What is asked:
**a.** Edit the Yeats review: start at the words "A Critical Review" and stop after "patterns of history.", replacing "Nobel Prize for Literature" with "Nobel Prize in Literature".
**b.** Answer these questions using the Yeats review:
(i) In what year did Yeats win the Nobel Prize for Literature?
(ii) What did Yeats consider himself to be?
(iii) In which poem did Yeats use the term "gyre"?

A Critical Review
William Butler Yeats is widely considered to be one of the greatest poets of the 20th century. He was the winner of the Nobel Prize for Literature 1923. He had the gift for enchanting the ear. His themes were: Life and Death, Love and Hate, man’s condition, and the meaning and patterns of history.
The poems present images and magical incantations that resonate deeply with the reader apart from their literal meaning. Hear the music…visualize the pictures they project. Yeats considered himself to be one of the last Romantic poets. The element of song is always present in his works. Everywhere the theme of music and singing recurs constantly.
He believed that certain patterns or cycles of civilization existed throughout history, the most important being what he called gyres, interpenetrating cones representing mixtures of opposites of both a personal and historical nature portrayed as rotating gyres forever whirling into one another’s centers, merging, and then separating. Yeats used the term “gyre” in his most famous poem, “The Second Coming.”

Material shown:
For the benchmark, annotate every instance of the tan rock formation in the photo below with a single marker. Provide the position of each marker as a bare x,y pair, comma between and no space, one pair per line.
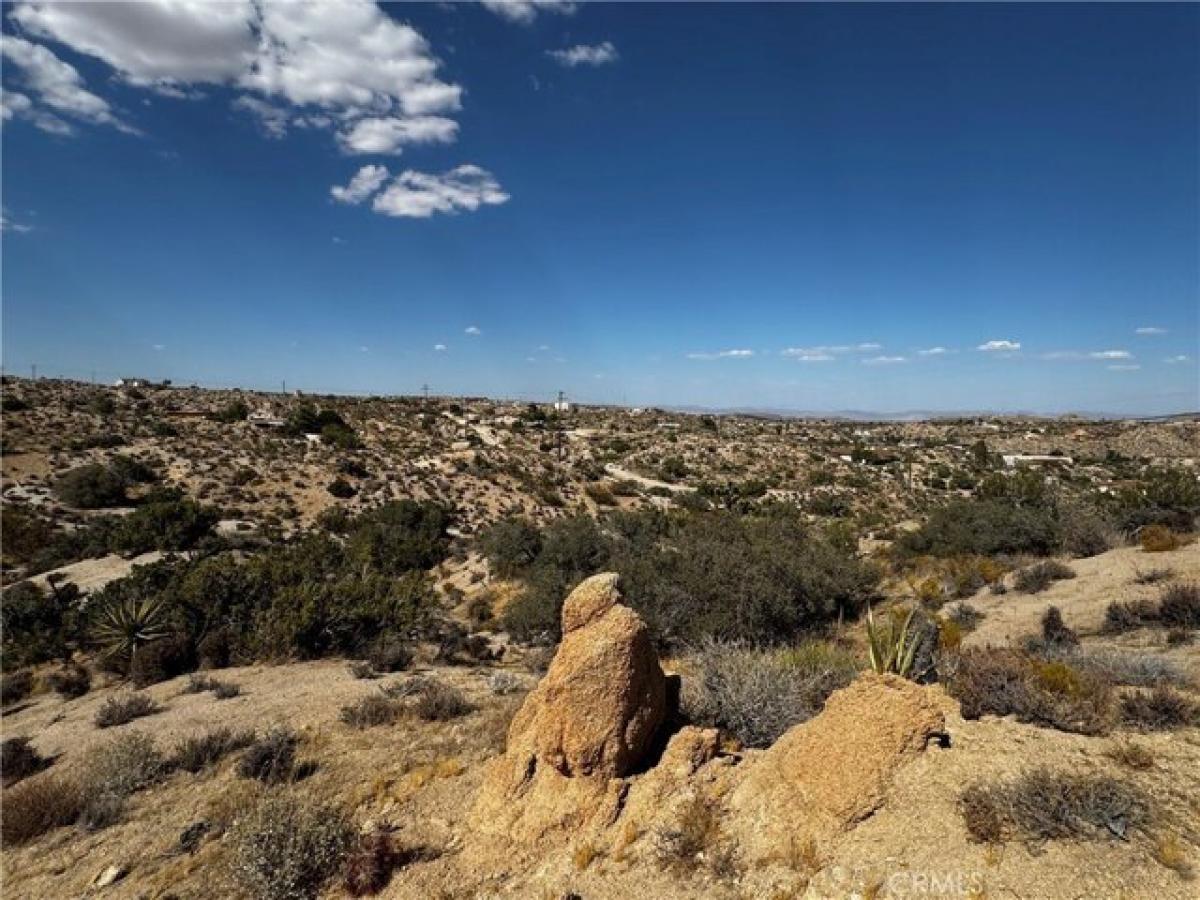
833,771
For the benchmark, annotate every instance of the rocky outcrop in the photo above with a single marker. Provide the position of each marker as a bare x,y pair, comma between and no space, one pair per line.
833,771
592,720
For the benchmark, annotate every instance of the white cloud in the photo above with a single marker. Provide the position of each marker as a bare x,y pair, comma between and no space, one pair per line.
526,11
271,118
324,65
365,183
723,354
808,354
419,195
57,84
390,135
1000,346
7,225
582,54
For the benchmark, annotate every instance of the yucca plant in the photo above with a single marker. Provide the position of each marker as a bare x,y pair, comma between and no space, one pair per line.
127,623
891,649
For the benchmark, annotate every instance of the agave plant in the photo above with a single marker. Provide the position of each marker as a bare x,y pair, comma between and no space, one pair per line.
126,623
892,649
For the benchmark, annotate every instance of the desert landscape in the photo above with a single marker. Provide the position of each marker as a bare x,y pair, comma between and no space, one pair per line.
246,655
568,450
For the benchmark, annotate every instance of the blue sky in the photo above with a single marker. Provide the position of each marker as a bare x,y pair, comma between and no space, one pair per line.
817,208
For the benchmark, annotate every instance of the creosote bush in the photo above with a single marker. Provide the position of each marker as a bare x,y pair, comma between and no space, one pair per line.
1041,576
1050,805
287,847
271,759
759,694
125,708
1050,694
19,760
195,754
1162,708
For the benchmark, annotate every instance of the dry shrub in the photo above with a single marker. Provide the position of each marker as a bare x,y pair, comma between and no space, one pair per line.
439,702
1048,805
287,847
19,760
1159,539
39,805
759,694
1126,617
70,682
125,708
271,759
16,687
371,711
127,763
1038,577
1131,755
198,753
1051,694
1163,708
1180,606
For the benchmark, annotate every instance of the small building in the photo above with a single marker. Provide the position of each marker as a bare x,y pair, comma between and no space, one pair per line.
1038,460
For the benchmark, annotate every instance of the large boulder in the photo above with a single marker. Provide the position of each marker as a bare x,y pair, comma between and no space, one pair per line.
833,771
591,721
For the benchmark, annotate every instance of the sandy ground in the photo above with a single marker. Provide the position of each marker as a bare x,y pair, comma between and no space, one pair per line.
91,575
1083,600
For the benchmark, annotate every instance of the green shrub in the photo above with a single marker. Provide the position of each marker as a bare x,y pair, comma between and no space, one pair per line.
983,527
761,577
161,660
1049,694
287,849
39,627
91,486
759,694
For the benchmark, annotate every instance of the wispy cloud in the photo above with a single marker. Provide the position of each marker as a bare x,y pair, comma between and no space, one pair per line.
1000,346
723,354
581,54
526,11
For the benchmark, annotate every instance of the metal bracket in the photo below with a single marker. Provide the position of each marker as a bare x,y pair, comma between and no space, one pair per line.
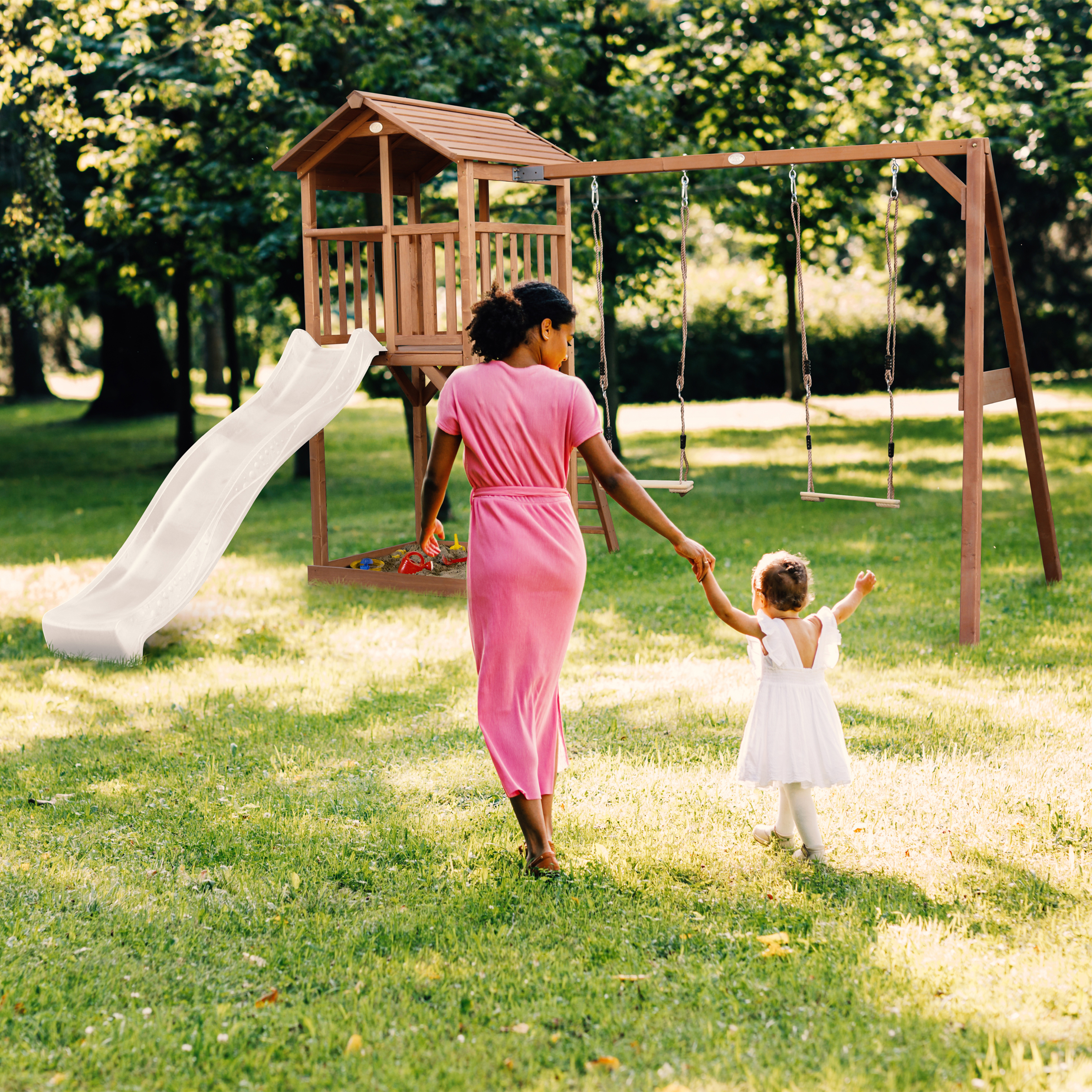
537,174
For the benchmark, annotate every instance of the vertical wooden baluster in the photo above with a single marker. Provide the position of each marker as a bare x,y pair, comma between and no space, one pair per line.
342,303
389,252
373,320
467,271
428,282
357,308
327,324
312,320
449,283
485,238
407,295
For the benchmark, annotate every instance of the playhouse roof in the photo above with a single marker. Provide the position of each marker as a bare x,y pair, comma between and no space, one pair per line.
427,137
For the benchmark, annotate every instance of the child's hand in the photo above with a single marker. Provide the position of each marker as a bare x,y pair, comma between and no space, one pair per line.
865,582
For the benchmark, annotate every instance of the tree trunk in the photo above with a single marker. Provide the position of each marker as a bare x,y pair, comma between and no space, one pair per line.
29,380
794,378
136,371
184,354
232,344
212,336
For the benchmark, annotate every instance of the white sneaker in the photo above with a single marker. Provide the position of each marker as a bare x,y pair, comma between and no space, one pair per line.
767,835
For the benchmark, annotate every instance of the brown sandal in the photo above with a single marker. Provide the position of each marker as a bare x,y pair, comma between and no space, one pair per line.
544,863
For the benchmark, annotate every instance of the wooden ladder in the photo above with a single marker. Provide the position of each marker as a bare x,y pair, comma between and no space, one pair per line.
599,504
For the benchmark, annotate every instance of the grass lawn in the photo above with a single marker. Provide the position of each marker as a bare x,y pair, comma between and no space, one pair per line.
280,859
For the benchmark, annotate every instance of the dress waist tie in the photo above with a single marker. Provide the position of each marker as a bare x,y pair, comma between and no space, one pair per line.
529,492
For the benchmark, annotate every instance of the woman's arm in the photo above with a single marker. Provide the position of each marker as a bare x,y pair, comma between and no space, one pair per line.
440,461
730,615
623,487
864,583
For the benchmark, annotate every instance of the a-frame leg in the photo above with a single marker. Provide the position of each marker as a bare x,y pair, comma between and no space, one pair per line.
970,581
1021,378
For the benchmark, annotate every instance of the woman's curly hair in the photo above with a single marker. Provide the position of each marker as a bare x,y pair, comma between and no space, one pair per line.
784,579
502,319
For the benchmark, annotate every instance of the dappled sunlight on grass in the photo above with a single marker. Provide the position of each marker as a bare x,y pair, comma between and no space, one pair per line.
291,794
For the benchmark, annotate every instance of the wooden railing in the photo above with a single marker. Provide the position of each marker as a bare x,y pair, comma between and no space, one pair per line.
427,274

* * *

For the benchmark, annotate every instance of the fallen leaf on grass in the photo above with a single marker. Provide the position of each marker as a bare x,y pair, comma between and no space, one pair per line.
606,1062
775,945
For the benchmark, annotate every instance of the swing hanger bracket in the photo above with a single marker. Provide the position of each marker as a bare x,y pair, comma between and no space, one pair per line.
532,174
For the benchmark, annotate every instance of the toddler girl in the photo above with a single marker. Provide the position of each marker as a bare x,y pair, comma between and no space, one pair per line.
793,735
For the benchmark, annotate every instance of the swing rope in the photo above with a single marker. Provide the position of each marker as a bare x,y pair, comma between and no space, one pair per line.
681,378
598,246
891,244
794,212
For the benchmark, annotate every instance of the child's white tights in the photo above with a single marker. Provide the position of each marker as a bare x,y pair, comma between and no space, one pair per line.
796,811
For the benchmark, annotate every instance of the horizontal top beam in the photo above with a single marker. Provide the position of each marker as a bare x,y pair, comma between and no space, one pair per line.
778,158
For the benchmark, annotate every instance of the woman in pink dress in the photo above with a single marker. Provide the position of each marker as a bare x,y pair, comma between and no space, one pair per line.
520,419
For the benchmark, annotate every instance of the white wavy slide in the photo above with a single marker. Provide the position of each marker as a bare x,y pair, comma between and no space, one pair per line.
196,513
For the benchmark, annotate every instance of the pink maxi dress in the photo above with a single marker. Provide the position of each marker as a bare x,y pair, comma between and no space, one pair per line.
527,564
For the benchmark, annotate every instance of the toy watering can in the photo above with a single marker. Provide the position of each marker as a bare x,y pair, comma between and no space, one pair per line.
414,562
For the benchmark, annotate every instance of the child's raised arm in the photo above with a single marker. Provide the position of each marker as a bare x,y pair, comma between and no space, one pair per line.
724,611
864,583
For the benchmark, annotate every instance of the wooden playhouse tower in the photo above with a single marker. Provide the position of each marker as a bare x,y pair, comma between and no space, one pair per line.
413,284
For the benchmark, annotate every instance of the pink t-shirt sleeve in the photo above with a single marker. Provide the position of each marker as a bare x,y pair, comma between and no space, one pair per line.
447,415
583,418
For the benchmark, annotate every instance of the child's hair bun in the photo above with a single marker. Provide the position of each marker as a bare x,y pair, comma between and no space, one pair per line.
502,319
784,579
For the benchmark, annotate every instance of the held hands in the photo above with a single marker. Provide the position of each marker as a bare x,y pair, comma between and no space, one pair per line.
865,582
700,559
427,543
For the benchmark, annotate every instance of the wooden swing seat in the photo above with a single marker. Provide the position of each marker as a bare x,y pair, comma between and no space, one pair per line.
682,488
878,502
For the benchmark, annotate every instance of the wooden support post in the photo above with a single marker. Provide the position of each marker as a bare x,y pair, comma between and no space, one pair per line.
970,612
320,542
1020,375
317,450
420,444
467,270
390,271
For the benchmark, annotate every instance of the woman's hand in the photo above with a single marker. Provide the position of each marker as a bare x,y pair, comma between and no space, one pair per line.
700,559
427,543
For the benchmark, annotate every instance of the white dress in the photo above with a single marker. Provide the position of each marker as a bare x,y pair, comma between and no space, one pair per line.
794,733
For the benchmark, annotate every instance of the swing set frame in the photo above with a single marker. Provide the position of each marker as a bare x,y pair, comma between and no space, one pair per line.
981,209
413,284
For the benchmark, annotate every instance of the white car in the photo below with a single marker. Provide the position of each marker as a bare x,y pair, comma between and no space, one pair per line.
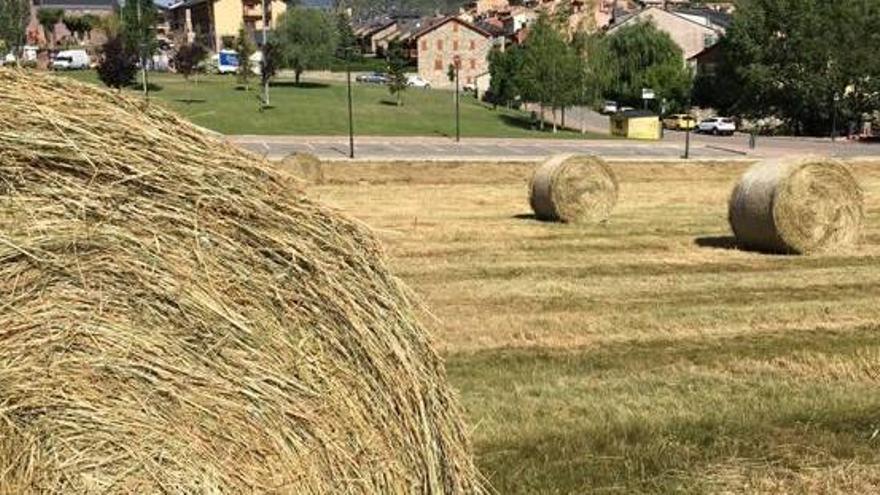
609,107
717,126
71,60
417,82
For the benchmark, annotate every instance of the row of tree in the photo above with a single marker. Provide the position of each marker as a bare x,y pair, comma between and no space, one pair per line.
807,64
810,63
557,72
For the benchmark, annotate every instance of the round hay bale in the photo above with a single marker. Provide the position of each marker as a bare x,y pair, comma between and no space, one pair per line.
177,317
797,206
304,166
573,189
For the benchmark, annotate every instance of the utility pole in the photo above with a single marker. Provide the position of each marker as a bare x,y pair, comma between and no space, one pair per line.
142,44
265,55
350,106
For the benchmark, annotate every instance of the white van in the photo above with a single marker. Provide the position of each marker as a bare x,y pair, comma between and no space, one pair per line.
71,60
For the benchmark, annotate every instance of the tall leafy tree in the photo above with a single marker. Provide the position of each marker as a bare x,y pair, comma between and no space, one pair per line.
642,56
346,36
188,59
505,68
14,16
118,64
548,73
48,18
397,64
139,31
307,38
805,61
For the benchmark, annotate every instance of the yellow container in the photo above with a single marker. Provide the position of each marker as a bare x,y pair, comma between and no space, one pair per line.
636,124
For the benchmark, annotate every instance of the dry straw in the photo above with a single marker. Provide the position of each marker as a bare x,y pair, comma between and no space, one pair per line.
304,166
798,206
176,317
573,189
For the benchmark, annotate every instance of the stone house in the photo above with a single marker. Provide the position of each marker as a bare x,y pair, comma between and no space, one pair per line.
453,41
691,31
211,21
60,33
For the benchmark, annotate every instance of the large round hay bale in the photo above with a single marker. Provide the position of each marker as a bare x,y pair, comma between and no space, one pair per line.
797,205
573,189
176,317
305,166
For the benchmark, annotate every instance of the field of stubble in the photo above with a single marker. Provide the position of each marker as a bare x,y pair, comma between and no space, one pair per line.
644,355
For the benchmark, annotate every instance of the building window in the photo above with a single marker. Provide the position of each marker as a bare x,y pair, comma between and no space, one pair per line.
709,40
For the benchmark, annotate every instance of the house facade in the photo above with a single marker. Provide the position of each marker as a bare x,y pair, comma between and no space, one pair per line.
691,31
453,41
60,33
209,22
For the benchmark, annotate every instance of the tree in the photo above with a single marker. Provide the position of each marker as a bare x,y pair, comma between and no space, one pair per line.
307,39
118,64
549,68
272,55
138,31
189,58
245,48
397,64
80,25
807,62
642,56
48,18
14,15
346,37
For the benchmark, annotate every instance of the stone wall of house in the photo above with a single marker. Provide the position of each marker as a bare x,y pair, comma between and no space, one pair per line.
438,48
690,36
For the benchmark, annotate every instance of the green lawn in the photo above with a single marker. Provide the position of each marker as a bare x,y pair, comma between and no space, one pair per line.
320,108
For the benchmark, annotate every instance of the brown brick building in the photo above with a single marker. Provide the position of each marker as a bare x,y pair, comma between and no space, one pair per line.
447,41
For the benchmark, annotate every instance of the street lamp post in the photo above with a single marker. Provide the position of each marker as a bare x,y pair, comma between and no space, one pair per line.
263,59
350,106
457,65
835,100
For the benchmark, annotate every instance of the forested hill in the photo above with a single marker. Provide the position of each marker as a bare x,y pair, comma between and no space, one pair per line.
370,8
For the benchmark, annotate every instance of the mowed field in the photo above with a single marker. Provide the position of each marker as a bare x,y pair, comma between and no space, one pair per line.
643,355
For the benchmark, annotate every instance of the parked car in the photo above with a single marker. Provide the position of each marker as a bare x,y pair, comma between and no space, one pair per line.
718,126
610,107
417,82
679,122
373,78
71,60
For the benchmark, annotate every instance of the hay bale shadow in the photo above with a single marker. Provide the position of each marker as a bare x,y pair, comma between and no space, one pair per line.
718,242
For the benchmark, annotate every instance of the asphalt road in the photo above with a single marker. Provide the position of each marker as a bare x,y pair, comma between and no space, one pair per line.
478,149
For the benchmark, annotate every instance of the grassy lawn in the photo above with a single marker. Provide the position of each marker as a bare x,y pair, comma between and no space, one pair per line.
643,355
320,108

==

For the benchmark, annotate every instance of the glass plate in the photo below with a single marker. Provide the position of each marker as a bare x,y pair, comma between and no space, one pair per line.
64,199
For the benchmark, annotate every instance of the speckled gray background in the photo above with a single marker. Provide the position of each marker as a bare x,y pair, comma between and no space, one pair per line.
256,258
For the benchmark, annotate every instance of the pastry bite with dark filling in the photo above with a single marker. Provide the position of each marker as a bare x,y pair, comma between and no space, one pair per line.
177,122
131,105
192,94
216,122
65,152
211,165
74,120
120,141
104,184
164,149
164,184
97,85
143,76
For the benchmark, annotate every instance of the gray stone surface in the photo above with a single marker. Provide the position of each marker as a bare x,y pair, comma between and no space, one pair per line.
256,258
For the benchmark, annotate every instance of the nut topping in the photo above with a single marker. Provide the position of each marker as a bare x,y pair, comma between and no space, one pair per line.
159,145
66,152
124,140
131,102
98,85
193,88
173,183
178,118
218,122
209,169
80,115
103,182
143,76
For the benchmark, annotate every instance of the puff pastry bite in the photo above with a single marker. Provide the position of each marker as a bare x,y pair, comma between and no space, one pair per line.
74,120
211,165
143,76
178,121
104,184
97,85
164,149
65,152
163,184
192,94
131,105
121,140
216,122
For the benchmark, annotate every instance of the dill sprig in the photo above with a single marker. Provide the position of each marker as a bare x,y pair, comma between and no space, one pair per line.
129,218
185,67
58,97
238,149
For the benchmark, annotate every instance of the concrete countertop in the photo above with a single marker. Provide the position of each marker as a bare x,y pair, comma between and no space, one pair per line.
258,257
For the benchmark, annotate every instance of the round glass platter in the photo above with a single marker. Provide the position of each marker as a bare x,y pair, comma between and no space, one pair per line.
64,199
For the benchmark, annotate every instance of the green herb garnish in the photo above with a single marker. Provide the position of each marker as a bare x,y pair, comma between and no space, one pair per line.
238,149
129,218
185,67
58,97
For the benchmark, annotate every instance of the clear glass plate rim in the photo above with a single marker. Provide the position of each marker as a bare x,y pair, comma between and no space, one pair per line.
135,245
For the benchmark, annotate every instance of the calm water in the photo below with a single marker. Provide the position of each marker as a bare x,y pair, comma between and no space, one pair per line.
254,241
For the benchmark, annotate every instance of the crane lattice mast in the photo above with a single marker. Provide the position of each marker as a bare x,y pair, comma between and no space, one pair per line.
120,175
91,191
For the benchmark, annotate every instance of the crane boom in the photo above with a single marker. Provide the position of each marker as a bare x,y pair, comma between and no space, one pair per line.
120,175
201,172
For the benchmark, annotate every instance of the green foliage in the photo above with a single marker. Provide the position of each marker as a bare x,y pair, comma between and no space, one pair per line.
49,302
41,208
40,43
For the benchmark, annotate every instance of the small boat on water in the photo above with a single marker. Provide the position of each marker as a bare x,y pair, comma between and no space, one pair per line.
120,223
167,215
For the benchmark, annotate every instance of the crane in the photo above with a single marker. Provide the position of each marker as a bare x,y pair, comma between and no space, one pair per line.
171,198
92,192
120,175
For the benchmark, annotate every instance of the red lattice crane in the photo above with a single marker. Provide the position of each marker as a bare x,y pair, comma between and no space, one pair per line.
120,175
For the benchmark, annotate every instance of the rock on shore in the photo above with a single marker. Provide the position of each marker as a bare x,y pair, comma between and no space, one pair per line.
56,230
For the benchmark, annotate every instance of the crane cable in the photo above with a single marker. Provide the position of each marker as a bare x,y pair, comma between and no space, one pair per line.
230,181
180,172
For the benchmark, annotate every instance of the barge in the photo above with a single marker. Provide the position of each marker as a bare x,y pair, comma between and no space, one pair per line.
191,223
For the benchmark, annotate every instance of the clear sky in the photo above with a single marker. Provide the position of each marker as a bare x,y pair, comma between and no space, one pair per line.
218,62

List of solutions:
**a.**
A Critical Review
William Butler Yeats is widely considered to be one of the greatest poets of the 20th century. He was the winner of the Nobel Prize in Literature 1923. He had the gift for enchanting the ear. His themes were: Life and Death, Love and Hate, man’s condition, and the meaning and patterns of history.

**b.**
(i) 1923
(ii) One of the last Romantic poets
(iii) "The Second Coming"